PAGE TEXT →
==============================
Township in Pennsylvania, US

Rockefeller Township is a township in Northumberland County, Pennsylvania, United States. The population at the 2010 Census was 2,273, an increase over the figure of 2,221 tabulated in 2000.

==History==
The Zion Stone Church was listed on the National Register of Historic Places on October 6, 1984.

==Geography==
According to the United States Census Bureau, the township has a total area of 20.6 square miles (53.4 km^{2}), all land.

==Demographics==

As of the census of 2000, there were 2,221 people, 836 households, and 681 families residing in the township. The population density was 107.6 PD/sqmi. There were 868 housing units at an average density of 42.1 /sqmi. The racial makeup of the township was 99.19% White, 0.05% African American, 0.14% Native American, 0.09% Asian, 0.23% from other races, and 0.32% from two or more races. Hispanic or Latino of any race were 0.23% of the population.
==============================
SUPPLIED RECORDS →
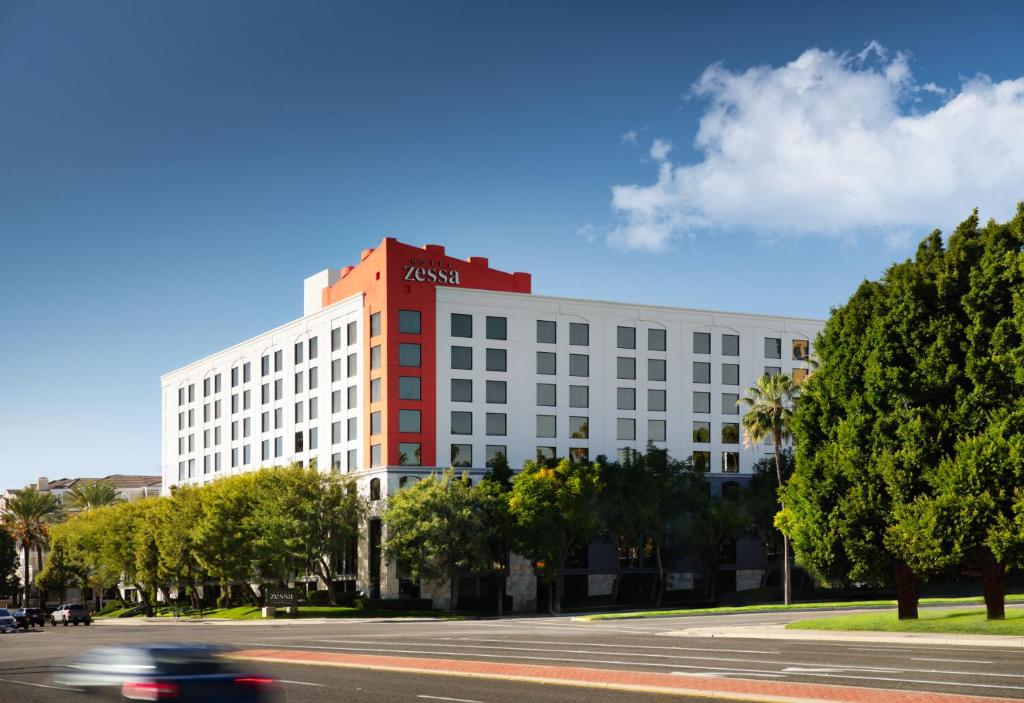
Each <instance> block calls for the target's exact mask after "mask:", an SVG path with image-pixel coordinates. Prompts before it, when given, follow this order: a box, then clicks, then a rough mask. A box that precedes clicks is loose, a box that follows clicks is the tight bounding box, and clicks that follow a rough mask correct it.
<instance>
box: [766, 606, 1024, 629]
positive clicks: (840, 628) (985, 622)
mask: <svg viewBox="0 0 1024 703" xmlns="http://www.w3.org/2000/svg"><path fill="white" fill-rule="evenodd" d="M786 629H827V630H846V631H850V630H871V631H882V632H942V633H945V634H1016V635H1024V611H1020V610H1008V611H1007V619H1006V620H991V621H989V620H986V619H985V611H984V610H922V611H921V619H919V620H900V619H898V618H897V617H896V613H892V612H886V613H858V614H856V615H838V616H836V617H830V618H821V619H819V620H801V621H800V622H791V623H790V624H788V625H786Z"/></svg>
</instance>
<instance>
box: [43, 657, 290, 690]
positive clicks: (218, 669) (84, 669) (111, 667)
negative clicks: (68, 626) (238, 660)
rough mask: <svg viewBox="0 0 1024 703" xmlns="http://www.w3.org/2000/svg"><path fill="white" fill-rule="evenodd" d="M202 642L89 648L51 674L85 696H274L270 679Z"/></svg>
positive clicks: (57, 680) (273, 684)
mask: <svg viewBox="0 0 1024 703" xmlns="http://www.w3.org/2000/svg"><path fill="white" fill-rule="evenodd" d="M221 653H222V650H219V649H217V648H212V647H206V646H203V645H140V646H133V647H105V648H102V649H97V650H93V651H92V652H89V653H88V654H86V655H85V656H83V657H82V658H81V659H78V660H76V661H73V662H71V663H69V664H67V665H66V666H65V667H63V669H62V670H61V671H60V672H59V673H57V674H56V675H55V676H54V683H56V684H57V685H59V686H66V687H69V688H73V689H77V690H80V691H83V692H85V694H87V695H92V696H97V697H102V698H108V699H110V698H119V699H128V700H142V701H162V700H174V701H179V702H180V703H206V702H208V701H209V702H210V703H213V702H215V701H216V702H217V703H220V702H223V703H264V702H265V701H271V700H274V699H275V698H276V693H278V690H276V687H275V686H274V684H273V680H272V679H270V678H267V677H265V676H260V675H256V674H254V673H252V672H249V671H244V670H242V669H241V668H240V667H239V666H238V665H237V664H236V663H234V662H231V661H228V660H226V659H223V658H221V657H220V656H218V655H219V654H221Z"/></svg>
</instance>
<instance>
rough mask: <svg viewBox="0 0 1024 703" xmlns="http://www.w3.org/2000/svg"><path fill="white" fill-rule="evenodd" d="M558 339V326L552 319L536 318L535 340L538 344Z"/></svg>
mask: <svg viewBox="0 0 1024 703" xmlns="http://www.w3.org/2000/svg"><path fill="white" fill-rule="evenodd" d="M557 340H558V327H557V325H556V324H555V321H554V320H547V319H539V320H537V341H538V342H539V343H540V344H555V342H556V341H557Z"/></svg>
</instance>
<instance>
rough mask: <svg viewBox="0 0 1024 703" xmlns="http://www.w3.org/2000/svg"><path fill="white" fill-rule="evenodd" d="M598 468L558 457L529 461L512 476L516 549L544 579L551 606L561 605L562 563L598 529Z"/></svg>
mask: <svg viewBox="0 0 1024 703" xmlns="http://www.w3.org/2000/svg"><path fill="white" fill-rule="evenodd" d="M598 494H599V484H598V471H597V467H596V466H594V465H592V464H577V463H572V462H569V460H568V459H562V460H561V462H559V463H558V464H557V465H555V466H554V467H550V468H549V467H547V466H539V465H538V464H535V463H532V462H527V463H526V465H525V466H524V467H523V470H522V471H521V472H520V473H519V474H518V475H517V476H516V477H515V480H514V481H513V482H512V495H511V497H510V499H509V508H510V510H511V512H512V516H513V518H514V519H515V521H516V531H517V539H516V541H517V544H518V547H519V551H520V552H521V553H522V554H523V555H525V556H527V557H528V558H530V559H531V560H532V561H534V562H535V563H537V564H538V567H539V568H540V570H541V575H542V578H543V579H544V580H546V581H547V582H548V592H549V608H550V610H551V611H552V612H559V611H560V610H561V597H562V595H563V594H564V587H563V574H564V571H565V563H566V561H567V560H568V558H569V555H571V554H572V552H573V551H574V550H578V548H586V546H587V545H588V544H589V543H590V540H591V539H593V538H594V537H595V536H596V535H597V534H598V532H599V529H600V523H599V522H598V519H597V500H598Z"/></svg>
==============================
YOUR TASKS →
a – Do these statements agree with the Rockefeller Township text? For each, answer yes or no and quote the words from the text that settle it.
(i) The township's population at the 2010 Census was 2,273.
(ii) Part of the township's total area is water.
(iii) The Zion Stone Church was added to the National Register of Historic Places in 1984.
b – Answer these questions from the Rockefeller Township text.
(i) In which county is the township located?
(ii) What is the township's total area in square miles?
(iii) How many households were in the township as of the 2000 census?
None of the items are needed for the work that comes next.

ANSWERS GIVEN →
a –
(i) Yes: "The population at the 2010 Census was 2,273"
(ii) No: "the township has a total area of 20.6 square miles (53.4 km^{2}), all land"
(iii) Yes: "The Zion Stone Church was listed on the National Register of Historic Places on October 6, 1984"

b –
(i) Northumberland County
(ii) 20.6 square miles
(iii) 836